# [Requirements]
Copy the records below, starting with the line containing "of the work" and going on through the end of the records, with every line reproduced, and shift each point coordinate in the answers by adding 37 to it.
::: Given data
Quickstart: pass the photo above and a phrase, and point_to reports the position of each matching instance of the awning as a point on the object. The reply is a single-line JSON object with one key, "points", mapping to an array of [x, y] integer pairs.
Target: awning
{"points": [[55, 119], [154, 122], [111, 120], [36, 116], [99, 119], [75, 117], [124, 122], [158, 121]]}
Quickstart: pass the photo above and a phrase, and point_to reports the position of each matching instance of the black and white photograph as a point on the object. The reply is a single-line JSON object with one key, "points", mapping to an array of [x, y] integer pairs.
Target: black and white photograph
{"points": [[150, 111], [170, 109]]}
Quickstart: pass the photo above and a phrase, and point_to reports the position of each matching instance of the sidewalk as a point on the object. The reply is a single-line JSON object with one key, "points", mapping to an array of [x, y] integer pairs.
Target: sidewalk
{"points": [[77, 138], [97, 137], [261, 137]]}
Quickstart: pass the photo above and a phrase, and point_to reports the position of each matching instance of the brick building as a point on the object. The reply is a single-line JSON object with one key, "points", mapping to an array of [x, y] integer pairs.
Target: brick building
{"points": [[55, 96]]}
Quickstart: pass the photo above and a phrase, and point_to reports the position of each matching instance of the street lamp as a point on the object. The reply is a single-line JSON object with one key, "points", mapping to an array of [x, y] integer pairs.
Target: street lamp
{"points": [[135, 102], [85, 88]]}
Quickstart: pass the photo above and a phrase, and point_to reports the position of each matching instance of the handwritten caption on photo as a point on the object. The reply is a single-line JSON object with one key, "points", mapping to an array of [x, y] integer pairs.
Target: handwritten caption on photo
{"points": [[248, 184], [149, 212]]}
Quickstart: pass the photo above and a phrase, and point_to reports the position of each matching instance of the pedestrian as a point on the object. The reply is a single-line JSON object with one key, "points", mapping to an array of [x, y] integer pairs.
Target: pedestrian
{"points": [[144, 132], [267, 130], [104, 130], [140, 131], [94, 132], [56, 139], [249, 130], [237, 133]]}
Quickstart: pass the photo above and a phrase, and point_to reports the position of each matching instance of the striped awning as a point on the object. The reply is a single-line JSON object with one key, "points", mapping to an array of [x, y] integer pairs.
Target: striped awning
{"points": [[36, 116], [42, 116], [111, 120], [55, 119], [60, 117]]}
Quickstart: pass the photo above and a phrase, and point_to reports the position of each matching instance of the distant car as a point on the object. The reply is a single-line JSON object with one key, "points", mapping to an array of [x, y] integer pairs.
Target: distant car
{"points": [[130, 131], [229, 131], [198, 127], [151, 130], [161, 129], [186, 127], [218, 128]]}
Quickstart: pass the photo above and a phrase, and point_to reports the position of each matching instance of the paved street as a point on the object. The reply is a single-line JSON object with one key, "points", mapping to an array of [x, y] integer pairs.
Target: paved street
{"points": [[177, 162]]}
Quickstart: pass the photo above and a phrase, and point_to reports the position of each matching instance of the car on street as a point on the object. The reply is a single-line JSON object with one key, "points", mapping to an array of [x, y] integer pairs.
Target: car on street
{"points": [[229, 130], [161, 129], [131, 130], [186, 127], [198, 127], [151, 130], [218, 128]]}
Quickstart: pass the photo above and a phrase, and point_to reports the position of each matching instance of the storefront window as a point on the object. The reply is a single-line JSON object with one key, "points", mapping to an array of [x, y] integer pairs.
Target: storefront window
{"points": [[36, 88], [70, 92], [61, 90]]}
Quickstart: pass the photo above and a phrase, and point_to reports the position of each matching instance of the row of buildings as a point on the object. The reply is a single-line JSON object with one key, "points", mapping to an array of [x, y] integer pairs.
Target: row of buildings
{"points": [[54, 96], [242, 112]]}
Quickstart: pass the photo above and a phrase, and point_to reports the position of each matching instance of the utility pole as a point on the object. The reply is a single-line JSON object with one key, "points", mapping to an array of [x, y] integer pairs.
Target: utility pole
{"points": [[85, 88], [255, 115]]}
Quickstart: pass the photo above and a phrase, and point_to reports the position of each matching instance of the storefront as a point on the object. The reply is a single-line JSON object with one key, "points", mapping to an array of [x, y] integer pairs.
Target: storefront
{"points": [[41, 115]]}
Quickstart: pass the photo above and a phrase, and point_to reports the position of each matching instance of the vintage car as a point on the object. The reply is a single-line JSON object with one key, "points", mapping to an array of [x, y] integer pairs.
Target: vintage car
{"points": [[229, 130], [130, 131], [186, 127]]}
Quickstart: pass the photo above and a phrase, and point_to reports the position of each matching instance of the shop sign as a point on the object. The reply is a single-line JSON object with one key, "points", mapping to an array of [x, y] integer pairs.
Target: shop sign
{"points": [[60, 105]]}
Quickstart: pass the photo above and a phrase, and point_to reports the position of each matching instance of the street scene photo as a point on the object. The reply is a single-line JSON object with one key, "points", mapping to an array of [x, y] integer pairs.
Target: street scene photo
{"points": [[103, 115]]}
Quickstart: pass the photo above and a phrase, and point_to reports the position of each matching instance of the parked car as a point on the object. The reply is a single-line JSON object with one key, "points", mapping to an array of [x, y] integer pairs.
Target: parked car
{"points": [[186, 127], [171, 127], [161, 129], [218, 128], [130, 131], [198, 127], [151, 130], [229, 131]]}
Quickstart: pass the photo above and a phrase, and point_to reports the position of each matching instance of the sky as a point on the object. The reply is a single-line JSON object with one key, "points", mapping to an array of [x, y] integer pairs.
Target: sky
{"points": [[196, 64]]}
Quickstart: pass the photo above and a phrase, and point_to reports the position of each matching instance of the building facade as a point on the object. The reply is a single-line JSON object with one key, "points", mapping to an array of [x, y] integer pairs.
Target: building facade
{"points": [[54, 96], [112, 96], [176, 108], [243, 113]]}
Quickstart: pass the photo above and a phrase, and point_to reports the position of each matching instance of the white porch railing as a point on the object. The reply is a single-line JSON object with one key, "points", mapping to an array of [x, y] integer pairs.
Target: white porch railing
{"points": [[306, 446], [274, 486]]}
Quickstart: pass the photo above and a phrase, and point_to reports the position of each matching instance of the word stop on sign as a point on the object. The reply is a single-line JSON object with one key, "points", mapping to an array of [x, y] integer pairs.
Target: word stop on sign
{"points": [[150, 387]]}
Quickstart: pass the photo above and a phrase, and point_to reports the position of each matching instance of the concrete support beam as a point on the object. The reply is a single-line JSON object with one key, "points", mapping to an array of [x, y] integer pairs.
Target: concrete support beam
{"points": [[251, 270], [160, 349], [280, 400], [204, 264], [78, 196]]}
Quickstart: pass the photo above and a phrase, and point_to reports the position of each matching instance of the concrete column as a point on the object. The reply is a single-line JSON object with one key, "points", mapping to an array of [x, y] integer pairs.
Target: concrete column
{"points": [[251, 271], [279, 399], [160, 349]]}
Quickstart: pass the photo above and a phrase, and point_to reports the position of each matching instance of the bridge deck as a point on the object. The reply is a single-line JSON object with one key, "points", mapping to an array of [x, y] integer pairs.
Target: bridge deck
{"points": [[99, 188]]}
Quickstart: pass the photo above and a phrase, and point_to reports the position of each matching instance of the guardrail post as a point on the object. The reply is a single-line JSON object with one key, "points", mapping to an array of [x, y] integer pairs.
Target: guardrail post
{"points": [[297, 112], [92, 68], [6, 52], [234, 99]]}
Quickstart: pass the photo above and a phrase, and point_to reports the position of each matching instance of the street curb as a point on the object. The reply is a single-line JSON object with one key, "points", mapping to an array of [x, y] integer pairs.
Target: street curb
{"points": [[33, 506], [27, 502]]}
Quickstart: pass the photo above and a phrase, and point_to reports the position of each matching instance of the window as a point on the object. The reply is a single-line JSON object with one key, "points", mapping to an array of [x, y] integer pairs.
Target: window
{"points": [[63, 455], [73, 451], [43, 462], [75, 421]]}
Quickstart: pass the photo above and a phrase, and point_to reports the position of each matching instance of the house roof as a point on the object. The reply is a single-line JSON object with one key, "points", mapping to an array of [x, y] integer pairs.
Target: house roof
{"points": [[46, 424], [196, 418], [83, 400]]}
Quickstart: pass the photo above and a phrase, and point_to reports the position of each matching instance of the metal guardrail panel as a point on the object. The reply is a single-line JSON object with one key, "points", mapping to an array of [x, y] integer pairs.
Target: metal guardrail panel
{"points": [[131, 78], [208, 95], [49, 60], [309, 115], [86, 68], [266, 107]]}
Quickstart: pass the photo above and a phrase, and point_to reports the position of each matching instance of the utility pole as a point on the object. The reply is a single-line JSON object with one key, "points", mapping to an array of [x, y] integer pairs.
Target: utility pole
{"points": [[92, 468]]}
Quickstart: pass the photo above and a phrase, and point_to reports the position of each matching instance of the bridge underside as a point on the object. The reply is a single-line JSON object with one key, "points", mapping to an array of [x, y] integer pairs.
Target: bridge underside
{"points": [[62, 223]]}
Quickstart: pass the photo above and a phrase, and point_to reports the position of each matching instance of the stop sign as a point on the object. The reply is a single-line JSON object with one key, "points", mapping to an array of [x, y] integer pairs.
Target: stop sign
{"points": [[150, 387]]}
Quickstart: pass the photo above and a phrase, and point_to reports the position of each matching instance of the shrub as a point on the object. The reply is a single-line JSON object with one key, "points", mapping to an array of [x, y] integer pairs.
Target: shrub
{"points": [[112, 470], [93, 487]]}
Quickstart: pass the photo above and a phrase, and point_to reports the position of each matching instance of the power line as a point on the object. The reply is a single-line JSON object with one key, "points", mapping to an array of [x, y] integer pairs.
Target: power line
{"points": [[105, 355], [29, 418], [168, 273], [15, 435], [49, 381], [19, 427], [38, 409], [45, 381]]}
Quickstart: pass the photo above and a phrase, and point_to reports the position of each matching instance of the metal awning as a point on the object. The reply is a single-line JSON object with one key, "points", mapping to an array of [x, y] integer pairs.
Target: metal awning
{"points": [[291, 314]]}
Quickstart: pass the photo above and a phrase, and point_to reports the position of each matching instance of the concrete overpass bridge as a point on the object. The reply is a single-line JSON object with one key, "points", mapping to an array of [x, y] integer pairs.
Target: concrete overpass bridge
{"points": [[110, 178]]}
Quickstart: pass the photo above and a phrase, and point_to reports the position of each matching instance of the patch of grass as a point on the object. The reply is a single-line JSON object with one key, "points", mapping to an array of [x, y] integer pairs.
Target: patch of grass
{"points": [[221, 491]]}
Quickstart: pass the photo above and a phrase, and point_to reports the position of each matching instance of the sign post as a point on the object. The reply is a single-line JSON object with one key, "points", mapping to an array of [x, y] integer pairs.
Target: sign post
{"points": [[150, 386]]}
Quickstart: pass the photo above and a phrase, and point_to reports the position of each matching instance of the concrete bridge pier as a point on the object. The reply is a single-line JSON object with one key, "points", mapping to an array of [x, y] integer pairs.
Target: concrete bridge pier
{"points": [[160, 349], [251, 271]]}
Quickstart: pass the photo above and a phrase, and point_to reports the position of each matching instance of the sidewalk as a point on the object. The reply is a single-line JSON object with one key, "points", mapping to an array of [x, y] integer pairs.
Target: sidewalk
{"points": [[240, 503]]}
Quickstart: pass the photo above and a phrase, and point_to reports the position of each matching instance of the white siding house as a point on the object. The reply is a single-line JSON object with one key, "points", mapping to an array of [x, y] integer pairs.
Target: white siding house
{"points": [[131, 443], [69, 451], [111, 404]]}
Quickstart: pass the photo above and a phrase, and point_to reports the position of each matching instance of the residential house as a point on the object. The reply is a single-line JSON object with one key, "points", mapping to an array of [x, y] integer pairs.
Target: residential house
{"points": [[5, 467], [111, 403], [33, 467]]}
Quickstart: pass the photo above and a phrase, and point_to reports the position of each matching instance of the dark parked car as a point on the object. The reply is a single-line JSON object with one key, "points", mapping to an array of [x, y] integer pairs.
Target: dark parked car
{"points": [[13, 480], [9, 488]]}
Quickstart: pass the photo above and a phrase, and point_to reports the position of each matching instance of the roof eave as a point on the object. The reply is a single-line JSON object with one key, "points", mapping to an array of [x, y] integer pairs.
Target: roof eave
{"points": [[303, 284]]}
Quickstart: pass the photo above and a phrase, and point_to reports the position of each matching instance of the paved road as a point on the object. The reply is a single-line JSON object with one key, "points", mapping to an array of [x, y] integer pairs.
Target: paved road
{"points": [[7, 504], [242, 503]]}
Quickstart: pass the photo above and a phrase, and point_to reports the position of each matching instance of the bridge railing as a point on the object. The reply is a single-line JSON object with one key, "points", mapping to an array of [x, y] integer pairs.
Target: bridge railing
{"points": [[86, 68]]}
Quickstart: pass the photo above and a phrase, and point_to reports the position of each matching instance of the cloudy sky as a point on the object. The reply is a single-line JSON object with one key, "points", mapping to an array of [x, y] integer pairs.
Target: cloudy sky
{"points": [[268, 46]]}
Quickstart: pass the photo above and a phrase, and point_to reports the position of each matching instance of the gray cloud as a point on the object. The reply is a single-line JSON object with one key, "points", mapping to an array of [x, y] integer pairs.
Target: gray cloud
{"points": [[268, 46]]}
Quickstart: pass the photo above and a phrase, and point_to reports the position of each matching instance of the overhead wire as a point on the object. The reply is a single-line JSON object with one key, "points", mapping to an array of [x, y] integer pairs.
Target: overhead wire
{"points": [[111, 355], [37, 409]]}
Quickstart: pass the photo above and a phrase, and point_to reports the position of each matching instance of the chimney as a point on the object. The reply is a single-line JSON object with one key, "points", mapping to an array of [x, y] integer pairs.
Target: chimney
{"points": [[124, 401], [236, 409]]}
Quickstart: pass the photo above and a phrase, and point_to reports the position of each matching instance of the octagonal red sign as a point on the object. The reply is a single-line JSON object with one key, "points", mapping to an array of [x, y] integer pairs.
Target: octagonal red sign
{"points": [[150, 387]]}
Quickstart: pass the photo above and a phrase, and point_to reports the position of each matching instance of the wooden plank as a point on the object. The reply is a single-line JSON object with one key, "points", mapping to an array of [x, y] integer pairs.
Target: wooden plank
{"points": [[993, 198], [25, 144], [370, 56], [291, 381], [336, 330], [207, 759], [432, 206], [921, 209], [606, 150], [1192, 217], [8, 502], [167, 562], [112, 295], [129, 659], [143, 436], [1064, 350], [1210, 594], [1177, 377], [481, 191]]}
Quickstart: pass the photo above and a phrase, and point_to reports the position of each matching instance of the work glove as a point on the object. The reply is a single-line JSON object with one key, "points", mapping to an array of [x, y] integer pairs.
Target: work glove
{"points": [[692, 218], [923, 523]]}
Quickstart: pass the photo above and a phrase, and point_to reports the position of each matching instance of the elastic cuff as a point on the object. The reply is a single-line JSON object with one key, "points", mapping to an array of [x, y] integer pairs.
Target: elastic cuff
::::::
# [Result of this exercise]
Quickstart: pass the photo above and a phrase, and point_to reports the position of each matching instance of the work glove as a point on the object. The reply is a single-line JSON object with one key, "points", mapping to an array of [x, y] integer pairs.
Target: work glove
{"points": [[729, 255], [960, 560]]}
Quickstart: pass the photo above and a phrase, and point_to reports the position of each matching instance of the elastic cuff as a point on the object. The reply is a single-line JSON object with one key, "points", mapping to an array of [x, y] integer pairs.
Target: elastic cuff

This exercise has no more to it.